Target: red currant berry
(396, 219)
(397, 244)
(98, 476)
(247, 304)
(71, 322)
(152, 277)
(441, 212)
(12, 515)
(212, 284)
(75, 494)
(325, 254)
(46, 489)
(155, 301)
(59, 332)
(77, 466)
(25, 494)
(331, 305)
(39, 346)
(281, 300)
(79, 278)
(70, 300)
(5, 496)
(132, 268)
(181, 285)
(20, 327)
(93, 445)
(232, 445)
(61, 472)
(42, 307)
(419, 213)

## [The problem]
Retype the records above line for line, with no changes.

## [Exercise solution]
Target: red currant berry
(396, 219)
(397, 244)
(98, 476)
(247, 304)
(71, 322)
(152, 277)
(441, 212)
(12, 515)
(212, 284)
(75, 494)
(325, 254)
(46, 489)
(155, 301)
(59, 332)
(77, 466)
(25, 494)
(331, 305)
(39, 346)
(281, 300)
(79, 278)
(70, 300)
(5, 496)
(132, 268)
(181, 285)
(20, 327)
(93, 445)
(232, 445)
(61, 472)
(42, 307)
(419, 213)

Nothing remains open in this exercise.